-- START OF DOCUMENT --

Mr Perram, who has been the BRAG director since 2004, said he was overwhelmed when he found out he would be awarded the honour.
“Around April I was told I was nominated and was quite taken aback,” he said.
“Then in May I got a letter saying it was all happening. I’m very flattered and am sure many people have done more for visual arts than me.
“It’s weird you just work on doing what you like doing and then get a reward.”
Mr Perram has worked in arts administration and other art roles since the early 1970s.
“I was doing law and I hated it, then I got a job at the Australian Council of the Arts,” he said.
Mr Perram worked there until the mid 1980s, when he was invited to become director of the Australian Centre for Contemporary Arts in Melbourne.
“I had never run an art gallery before, it was a massive learning curve, but very important for me as I learnt a lot about myself and people,” he said.
In the years that followed, Mr Perram was a board member of the Arts Law Centre of Australia; the board director, chair and then executive officers of Sydney Mardi Gras, and he also worked as a corporate events co-ordinator and in cultural and community affairs for both South Sydney and Sydney City councils.
Mr Perram held executive and board positions at Arts Queensland, the Australian Sculpture Triennials, Artspace, Arts NSW’s Funding Program for Young People, the Museum and Galleries Foundation of NSW and Res Arts.
Mr Perram said he had moved to Bathurst with the intention of only staying for a few years.
“My partner saw the ad in the paper and said we could leave Sydney and find out what living in the country was like for a bit, it’s 10 years later now and I have been having a fantastic time,” he said.
As BRAG director Mr Perram has helped develop enhanced education and public programs, such as ‘Art in a Suitcase’, which takes tactile and stimulating art works into local schools, and ‘Look-Art-Talk’, an art course for Alzheimer sufferers and their carers that promotes social inclusion and intellectual stimulation.
He has also expanded the gallery’s permanent collection, promoted the arts and done some significant fundraising. Outside the gallery he is a senior member of Bathurst Regional Council’s cultural team and was a member of the Bathurst Arts and Health Committee for several years.
Mr Perram said he still passionate about art after all these years and still loved facilitating art and making it available to the public.
“Without art the world would be a bleak place. It’s such a wonderful thing,” he said. “If you look back in time very few gladiators were remembered, but the artists creating the sculptures, the paintings, the plays, the music – they were.”

-- END OF DOCUMENT --
-- START OF DATASET EXCERPTS --

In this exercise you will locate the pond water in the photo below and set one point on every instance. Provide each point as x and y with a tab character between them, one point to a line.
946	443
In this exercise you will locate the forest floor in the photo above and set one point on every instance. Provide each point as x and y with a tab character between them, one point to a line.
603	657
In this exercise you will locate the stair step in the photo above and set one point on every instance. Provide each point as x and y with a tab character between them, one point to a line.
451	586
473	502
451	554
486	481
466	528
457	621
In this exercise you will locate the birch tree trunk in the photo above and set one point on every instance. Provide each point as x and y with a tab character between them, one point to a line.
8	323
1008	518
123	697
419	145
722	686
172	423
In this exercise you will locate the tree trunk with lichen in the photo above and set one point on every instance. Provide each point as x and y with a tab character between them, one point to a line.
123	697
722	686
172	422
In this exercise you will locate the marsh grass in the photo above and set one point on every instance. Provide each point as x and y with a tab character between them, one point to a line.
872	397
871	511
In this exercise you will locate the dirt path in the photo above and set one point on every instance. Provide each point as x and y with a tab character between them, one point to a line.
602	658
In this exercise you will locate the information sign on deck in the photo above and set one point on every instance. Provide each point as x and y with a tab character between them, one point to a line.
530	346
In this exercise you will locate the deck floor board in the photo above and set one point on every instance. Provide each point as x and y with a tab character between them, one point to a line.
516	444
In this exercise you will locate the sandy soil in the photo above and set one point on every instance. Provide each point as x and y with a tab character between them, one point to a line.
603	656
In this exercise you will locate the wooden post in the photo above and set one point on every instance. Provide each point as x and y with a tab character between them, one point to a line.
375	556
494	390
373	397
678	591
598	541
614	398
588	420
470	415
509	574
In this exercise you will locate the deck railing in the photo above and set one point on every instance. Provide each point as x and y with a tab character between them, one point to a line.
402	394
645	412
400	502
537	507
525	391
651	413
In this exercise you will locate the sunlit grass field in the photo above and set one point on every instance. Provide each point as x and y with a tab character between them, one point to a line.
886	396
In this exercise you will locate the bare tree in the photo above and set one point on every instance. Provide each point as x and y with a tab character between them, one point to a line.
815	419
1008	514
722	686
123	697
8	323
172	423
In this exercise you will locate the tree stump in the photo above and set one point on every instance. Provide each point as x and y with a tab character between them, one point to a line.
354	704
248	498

-- END OF DATASET EXCERPTS --

** EXERCISE TASK 1 **
In the article about Mr Perram, which organization invited him to become its director in the mid 1980s?
** EXERCISE TASK 2 **
Turn the paragraph of the article about Mr Perram that begins "Mr Perram held executive and board positions" into a short list.

** WRITTEN RESPONSE 1 **
The Australian Centre for Contemporary Arts in Melbourne.

** WRITTEN RESPONSE 2 **
Mr Perram held executive and board positions at:
- Arts Queensland
- the Australian Sculpture Triennials
- Artspace
- Arts NSW's Funding Program for Young People
- the Museum and Galleries Foundation of NSW
- Res Arts